» Stored data:
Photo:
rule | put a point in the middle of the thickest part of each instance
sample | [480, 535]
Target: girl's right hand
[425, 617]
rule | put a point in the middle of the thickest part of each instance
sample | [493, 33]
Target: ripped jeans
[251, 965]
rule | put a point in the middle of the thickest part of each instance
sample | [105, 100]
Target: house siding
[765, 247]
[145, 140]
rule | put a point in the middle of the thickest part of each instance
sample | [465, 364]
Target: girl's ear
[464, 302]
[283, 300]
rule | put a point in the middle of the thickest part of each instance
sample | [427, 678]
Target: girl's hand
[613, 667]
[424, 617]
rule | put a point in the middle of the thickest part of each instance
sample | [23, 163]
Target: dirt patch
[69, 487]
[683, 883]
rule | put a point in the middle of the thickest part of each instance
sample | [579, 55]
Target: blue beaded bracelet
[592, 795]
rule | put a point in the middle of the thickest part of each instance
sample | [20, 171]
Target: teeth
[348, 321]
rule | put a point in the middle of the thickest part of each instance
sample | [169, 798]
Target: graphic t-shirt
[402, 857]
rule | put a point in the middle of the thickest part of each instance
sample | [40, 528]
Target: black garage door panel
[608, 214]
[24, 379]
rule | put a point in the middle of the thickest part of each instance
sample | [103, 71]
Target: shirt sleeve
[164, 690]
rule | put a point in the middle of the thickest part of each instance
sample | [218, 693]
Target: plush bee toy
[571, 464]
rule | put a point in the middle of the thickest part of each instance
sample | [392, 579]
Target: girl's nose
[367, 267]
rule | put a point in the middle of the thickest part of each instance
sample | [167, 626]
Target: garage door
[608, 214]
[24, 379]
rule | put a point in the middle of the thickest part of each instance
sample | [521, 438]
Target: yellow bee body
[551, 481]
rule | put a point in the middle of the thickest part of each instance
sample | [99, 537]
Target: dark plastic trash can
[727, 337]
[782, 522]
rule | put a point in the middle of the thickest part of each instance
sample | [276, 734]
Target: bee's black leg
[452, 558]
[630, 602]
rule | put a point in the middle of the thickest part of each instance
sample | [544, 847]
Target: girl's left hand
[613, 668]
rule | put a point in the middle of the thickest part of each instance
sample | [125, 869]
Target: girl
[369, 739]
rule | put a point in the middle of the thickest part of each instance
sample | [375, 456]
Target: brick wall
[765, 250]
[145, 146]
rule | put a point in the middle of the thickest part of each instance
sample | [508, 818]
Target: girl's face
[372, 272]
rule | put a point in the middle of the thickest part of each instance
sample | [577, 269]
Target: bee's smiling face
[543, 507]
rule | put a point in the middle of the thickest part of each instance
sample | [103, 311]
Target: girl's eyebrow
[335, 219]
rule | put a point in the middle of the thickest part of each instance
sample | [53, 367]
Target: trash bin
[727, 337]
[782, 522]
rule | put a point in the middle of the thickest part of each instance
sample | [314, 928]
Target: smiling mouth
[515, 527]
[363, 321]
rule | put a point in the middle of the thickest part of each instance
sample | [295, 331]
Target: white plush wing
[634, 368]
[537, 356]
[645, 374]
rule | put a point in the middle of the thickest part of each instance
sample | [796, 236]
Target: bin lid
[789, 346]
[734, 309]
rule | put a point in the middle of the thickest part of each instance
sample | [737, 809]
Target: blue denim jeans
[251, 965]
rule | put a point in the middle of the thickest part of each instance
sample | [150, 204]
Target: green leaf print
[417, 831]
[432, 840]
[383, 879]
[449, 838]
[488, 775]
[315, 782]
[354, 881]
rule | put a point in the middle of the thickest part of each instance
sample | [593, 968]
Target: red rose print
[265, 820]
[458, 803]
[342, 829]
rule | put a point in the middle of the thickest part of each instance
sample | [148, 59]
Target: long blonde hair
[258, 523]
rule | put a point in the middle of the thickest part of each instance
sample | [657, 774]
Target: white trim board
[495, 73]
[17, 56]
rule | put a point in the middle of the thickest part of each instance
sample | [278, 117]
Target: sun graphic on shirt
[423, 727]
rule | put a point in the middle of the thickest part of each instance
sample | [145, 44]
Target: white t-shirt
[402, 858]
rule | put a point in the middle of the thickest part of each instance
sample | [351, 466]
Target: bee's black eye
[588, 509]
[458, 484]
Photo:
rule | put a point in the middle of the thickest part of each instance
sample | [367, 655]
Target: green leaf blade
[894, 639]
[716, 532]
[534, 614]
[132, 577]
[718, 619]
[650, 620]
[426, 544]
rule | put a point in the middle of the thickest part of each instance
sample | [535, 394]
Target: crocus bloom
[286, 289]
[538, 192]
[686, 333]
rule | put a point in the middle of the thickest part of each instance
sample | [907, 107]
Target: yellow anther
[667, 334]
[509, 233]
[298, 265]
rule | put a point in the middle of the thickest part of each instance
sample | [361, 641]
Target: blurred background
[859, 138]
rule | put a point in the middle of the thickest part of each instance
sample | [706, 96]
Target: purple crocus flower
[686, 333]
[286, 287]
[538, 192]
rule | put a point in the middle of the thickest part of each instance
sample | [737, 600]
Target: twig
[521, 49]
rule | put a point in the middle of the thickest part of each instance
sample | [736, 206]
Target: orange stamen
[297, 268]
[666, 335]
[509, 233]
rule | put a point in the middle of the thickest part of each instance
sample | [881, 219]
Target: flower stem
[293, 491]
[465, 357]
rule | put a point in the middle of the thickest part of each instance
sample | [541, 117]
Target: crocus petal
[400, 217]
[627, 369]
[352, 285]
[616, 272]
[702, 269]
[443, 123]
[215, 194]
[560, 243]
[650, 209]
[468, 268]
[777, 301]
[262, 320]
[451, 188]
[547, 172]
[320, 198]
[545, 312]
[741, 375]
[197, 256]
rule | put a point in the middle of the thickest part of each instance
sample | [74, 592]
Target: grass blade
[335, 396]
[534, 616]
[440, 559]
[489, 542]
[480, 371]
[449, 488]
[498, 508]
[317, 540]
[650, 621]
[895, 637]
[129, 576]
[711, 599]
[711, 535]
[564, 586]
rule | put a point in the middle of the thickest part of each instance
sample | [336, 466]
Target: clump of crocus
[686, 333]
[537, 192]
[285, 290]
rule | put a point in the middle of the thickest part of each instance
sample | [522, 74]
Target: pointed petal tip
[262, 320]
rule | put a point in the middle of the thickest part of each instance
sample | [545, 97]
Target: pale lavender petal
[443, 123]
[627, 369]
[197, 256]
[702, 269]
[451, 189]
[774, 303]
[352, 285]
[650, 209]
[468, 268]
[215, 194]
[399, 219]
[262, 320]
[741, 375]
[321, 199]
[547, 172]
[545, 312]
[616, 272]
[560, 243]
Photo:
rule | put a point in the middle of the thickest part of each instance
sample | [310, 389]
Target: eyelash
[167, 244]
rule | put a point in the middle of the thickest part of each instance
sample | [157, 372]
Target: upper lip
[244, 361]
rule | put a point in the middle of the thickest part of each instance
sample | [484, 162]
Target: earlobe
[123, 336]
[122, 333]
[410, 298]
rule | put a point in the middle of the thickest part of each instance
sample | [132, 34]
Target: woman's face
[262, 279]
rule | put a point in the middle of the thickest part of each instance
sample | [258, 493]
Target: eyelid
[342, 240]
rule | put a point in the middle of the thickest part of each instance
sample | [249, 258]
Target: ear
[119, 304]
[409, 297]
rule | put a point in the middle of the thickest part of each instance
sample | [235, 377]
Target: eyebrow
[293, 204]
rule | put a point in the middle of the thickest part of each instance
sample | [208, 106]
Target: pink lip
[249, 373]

» WRITTEN INSTRUCTION: Count how many lines of the rows above contain the string "flower" with case taken into account. Reply with the number only.

» TASK RESULT: 2